GOAL –
Turn the items below into a Markdown table with the columns "Line No." and "Item Text." Give each non-blank line its own numbered row, and leave out the pictures.

Data drawn from a collection

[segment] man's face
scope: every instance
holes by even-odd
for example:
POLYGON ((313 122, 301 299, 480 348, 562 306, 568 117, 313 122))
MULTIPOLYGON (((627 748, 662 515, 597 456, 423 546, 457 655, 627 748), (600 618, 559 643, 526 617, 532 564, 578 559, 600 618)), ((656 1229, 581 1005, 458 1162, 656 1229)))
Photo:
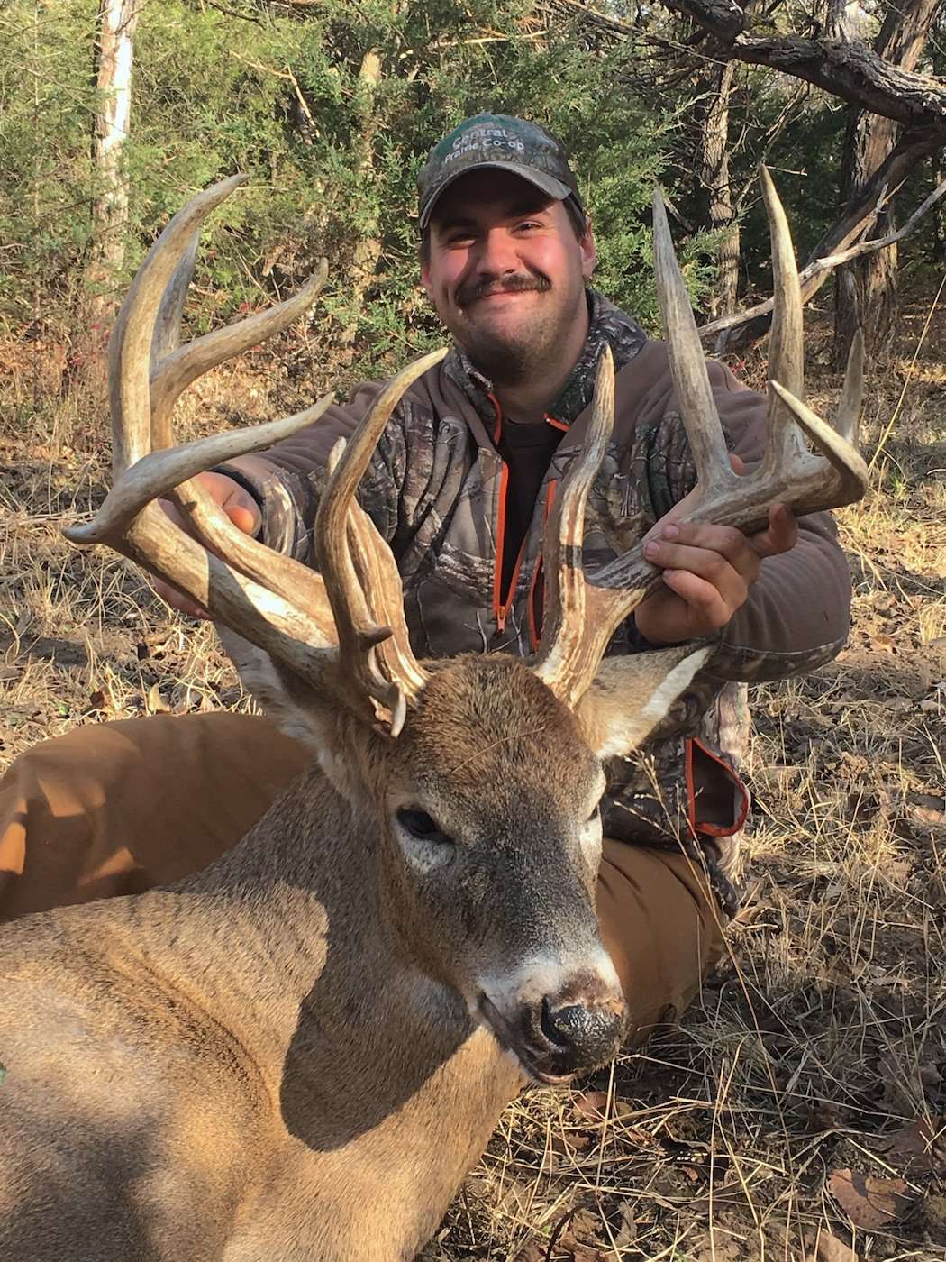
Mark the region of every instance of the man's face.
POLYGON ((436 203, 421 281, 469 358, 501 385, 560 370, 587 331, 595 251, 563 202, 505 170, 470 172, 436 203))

TASK SOLUTION –
| Line No. | Item Text |
|---|---|
| 1 | [segment] man's face |
| 2 | scope: every instance |
| 3 | holes by even-odd |
| 4 | for example: |
| 5 | POLYGON ((313 122, 301 299, 480 348, 562 306, 568 117, 313 122)) |
| 6 | MULTIPOLYGON (((627 748, 662 515, 597 456, 423 546, 457 655, 627 748), (600 618, 559 643, 526 617, 532 564, 578 559, 600 618)), ((656 1229, 581 1005, 458 1162, 656 1229))) |
| 7 | Photo: |
| 8 | Mark the region of every instance of the man's face. |
| 9 | POLYGON ((436 203, 421 281, 469 358, 501 385, 560 370, 587 331, 595 251, 563 202, 505 170, 470 172, 436 203)) |